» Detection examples

>> begin

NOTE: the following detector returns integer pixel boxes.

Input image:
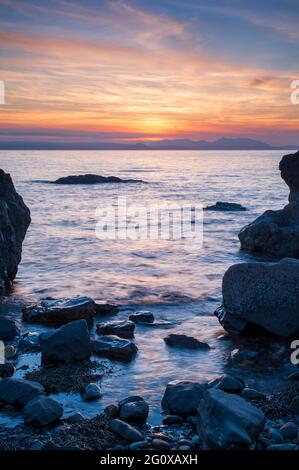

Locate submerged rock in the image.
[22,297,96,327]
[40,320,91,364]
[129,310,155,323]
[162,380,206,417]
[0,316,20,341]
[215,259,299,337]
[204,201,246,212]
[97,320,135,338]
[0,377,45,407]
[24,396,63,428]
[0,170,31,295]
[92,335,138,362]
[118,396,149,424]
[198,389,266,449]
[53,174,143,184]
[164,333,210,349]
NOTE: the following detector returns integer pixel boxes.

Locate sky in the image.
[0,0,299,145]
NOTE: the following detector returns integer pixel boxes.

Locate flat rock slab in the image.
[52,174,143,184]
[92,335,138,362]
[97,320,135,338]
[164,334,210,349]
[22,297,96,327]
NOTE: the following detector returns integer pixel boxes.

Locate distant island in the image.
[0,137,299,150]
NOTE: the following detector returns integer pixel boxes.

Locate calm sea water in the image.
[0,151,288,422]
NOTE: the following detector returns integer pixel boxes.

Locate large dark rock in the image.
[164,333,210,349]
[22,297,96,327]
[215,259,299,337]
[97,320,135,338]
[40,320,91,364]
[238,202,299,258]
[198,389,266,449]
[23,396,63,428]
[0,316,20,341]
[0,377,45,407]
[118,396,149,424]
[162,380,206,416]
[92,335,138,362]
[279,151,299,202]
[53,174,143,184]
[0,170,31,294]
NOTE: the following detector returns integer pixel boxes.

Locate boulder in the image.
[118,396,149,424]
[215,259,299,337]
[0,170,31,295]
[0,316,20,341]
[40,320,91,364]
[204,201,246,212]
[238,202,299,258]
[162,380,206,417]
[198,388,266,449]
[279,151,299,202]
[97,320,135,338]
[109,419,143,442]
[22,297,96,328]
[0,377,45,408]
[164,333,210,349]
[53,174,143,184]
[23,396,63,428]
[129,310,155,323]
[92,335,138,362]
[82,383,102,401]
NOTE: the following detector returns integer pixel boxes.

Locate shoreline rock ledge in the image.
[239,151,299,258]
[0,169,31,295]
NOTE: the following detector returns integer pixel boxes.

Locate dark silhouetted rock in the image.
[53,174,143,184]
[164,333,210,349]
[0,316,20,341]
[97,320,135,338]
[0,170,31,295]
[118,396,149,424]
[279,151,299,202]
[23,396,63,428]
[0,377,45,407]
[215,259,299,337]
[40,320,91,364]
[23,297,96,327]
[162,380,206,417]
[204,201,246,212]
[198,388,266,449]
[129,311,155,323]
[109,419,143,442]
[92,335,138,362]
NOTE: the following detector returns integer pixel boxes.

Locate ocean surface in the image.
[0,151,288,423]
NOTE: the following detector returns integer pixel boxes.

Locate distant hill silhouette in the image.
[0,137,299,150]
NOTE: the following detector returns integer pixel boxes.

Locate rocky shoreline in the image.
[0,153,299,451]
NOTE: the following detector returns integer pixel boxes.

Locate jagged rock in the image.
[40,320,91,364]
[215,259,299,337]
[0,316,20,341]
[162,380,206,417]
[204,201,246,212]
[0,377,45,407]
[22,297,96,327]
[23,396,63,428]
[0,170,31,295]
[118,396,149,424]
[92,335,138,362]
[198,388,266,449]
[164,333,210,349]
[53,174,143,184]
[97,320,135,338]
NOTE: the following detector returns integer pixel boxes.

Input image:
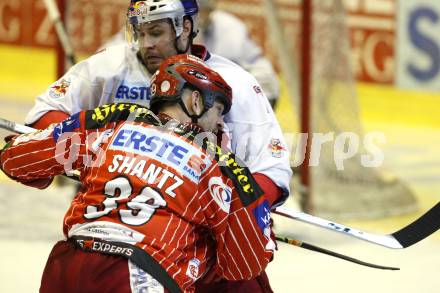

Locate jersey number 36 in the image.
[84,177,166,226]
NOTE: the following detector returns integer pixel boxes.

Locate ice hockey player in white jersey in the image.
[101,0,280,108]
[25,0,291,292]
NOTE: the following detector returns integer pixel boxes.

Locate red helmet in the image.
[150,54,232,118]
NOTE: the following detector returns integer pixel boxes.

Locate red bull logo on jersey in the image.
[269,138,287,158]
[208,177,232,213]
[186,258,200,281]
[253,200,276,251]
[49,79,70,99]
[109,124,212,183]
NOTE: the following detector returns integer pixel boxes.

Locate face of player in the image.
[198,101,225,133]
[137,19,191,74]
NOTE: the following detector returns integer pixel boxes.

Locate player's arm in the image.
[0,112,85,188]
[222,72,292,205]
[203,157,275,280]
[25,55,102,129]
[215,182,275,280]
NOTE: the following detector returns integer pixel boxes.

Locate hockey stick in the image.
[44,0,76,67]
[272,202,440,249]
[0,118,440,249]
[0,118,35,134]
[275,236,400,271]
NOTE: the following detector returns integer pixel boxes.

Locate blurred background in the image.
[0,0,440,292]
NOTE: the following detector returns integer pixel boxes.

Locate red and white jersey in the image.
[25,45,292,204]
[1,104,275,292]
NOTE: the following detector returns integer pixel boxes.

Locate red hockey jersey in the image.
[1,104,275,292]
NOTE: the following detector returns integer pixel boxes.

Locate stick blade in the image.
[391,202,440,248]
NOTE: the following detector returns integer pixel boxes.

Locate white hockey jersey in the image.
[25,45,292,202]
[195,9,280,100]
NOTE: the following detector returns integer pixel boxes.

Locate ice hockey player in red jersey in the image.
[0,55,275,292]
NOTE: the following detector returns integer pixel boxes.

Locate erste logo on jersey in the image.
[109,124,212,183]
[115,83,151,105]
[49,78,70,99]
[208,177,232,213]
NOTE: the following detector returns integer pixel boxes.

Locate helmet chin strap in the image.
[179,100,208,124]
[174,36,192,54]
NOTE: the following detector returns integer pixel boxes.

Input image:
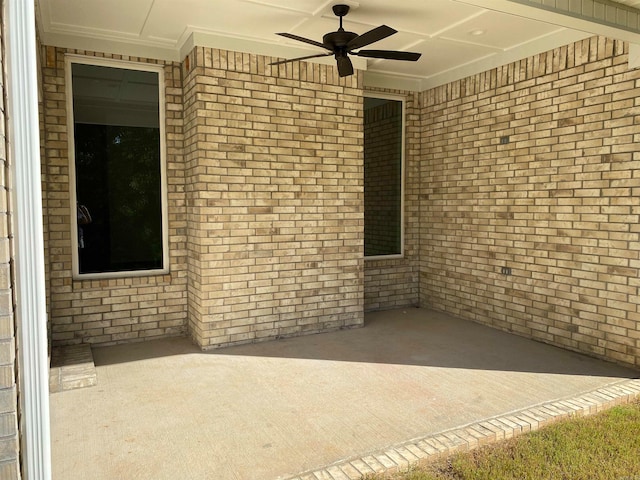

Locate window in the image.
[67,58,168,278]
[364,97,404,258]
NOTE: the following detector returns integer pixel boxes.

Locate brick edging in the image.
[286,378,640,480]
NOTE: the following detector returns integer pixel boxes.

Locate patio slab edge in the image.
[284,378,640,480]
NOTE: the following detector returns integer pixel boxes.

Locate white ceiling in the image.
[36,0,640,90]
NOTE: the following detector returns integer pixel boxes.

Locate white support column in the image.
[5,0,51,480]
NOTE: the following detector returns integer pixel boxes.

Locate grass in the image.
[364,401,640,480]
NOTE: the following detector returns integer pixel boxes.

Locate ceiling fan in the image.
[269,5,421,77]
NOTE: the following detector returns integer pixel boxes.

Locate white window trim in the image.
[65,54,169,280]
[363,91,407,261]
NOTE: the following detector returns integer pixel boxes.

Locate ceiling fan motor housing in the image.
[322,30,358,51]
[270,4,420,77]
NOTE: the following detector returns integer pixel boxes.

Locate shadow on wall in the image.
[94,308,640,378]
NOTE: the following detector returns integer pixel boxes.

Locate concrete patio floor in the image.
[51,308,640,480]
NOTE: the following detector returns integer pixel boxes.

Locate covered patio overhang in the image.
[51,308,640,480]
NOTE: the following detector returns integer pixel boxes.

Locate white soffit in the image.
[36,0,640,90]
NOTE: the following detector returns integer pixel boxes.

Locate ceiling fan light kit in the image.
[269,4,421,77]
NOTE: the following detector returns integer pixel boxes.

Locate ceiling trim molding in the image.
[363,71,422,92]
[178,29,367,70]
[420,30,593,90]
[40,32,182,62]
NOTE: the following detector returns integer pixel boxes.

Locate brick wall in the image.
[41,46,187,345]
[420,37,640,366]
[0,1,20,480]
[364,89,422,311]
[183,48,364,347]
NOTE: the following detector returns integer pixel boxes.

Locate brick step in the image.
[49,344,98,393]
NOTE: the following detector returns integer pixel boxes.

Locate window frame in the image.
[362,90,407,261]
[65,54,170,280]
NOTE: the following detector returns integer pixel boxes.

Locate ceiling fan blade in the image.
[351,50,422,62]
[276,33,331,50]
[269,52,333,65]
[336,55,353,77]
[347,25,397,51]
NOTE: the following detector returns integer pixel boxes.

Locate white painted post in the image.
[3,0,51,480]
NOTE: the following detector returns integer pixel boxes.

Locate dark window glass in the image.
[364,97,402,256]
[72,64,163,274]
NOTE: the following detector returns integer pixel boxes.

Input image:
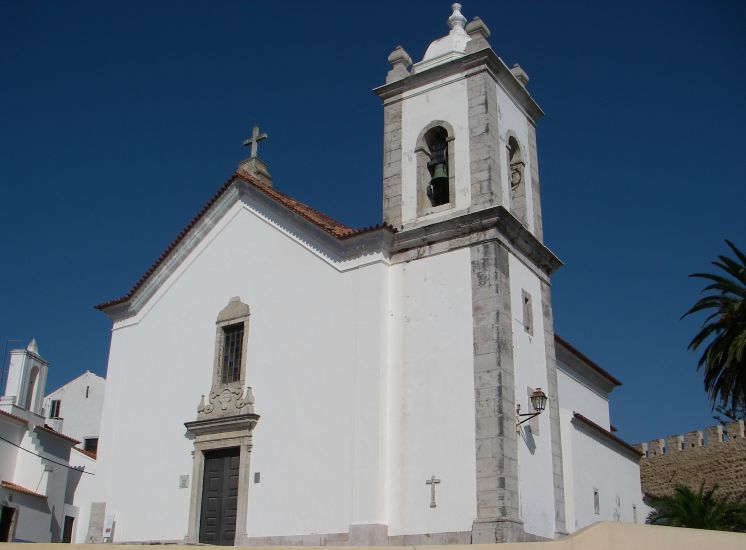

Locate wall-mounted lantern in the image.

>> end
>> begin

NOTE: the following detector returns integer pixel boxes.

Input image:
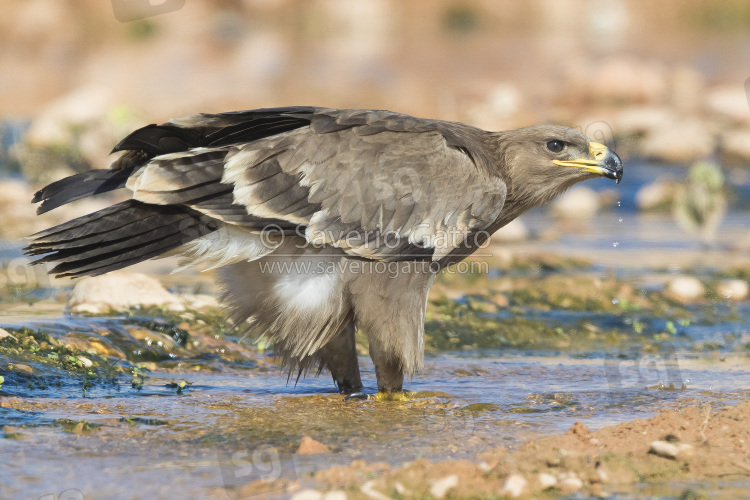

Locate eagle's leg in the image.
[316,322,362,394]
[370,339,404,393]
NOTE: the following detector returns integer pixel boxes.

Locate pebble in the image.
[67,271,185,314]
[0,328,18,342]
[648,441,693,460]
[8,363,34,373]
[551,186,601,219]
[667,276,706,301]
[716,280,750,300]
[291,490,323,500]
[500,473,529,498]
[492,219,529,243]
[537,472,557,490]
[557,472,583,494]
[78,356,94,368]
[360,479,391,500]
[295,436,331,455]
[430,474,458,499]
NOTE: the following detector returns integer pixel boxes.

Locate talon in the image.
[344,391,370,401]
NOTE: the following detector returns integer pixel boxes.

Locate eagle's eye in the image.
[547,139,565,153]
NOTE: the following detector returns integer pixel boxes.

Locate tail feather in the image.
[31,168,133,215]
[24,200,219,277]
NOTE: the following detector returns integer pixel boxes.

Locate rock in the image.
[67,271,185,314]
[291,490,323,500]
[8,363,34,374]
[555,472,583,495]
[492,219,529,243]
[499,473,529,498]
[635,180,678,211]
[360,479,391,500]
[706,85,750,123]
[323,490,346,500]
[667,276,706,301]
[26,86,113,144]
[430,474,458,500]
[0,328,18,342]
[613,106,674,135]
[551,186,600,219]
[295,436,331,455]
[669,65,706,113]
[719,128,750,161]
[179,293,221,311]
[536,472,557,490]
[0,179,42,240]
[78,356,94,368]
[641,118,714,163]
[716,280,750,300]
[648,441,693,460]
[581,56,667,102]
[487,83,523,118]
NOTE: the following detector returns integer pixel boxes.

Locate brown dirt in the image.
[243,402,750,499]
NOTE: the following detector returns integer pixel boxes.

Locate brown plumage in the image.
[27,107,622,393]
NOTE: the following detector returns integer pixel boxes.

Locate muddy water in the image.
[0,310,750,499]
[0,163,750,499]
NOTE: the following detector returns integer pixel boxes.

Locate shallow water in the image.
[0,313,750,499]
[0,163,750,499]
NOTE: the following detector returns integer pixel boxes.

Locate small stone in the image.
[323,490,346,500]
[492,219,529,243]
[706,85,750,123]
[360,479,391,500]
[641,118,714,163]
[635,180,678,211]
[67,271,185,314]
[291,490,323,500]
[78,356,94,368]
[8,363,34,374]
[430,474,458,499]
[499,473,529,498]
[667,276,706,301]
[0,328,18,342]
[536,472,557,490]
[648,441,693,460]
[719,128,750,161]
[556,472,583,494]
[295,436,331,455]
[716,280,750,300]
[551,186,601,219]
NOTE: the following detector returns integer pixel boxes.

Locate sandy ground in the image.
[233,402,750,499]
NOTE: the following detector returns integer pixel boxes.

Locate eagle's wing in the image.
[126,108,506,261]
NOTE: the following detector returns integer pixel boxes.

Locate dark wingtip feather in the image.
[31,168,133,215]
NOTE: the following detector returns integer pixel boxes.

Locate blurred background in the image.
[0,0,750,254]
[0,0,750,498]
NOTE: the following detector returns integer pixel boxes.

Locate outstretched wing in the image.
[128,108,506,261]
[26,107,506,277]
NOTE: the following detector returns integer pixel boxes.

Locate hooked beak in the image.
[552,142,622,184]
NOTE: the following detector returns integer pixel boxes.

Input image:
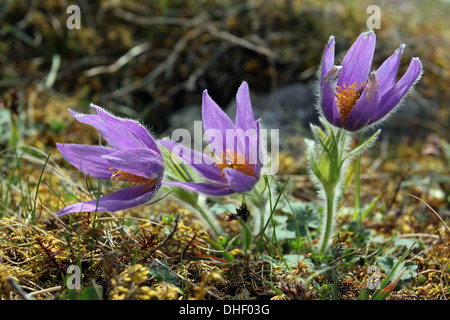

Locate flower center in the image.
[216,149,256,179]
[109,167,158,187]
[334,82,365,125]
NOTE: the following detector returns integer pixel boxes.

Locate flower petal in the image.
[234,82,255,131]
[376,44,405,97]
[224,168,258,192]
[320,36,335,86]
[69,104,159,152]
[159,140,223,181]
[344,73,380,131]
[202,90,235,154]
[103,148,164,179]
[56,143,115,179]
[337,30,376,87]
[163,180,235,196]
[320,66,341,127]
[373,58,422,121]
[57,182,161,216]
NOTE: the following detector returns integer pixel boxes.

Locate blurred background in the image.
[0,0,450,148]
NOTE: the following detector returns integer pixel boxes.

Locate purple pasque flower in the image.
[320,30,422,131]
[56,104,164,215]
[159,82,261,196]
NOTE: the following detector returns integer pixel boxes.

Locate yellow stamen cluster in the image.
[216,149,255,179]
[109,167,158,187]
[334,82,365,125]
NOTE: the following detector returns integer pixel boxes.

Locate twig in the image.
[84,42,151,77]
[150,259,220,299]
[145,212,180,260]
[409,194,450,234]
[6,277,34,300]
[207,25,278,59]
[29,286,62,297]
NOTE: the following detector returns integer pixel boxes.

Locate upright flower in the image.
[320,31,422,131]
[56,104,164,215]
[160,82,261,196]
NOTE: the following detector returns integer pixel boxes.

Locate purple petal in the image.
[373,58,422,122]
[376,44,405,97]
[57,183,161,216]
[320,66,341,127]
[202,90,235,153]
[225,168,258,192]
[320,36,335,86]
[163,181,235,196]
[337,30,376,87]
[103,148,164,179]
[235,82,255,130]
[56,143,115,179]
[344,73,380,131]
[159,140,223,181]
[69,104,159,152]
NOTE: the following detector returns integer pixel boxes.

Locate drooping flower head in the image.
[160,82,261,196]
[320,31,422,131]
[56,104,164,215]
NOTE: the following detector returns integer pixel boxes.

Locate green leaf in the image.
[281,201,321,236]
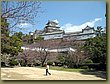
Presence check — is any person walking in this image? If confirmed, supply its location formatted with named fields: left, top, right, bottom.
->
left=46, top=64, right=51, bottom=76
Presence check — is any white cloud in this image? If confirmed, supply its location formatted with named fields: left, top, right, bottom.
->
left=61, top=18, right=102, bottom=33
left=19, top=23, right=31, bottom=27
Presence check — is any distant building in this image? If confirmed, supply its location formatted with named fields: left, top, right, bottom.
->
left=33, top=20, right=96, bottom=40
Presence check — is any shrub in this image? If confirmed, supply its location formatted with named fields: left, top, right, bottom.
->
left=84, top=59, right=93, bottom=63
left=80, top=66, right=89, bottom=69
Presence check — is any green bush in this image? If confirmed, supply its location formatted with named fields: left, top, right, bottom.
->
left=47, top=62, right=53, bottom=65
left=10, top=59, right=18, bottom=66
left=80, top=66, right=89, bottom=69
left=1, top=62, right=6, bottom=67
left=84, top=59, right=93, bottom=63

>> end
>> begin

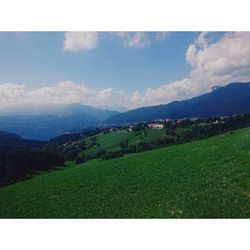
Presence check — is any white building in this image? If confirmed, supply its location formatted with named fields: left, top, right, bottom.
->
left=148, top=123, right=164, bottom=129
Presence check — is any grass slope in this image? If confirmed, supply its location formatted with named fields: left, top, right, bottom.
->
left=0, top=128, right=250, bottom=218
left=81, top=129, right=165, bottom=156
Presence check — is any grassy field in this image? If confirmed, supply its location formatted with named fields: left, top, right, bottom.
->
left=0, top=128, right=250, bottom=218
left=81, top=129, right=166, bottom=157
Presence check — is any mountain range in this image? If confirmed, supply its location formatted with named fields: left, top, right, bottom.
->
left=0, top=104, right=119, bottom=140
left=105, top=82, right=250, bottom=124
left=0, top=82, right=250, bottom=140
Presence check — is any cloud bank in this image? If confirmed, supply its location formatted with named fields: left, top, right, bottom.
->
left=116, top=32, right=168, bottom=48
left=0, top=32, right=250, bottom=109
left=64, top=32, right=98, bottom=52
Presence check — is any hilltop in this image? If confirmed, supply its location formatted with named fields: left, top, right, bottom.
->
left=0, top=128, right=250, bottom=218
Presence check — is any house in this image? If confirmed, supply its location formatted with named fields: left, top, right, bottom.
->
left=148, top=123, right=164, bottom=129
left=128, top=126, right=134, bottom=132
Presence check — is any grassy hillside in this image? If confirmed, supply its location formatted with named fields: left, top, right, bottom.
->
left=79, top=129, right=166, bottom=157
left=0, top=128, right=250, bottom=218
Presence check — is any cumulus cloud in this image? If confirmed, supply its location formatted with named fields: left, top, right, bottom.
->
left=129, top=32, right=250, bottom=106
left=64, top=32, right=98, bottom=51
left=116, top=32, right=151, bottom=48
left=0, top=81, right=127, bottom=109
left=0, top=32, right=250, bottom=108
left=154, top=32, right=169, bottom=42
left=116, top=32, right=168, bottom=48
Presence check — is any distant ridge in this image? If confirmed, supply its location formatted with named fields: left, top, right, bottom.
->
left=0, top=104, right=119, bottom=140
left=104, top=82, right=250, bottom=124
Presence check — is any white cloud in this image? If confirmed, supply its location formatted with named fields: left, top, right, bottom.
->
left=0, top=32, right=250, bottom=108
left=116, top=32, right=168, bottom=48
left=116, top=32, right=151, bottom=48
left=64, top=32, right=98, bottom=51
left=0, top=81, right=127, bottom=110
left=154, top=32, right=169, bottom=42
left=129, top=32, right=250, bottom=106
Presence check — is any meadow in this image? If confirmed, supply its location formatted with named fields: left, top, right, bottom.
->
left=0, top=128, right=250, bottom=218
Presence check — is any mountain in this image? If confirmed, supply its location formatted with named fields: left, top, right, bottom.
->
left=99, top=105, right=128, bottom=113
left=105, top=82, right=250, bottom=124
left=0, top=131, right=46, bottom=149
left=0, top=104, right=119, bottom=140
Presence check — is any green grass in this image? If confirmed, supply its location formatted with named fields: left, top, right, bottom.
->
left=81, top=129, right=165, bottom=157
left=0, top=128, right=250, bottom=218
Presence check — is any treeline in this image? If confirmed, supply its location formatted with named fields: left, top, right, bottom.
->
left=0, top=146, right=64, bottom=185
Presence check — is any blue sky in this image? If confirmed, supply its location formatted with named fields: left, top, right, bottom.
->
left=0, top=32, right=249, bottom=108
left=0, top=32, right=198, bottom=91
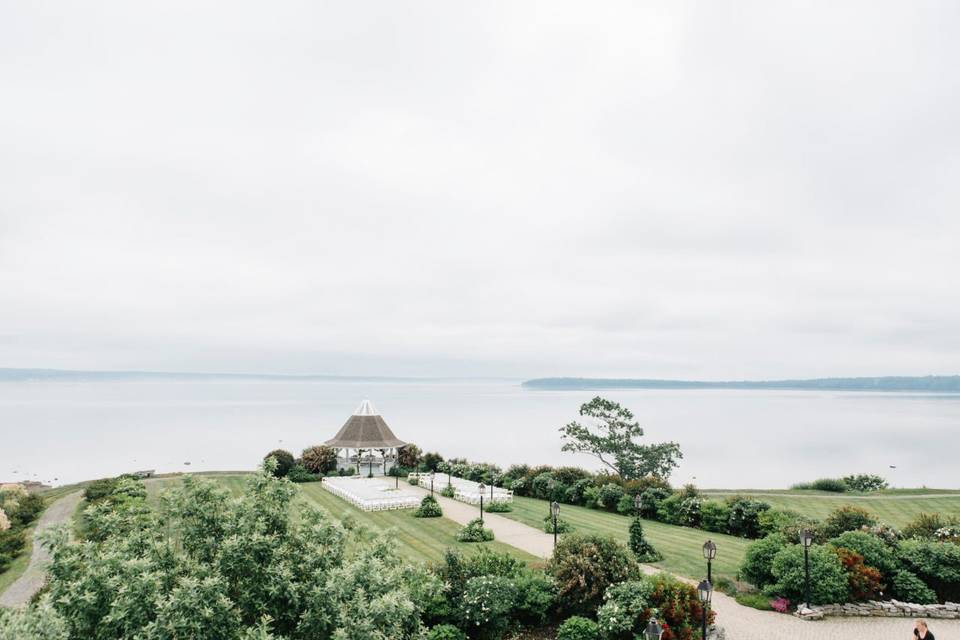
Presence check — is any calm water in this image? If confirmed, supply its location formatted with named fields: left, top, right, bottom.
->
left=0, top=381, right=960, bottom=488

>> end

» SET PROBLEM
Pick out and copy every line in the entries above that contains the string "shoreline". Case counts.

» ANSWER TO THE TASK
Locate shoreline rock ledge in the image.
Locate rocky shoreline in the image.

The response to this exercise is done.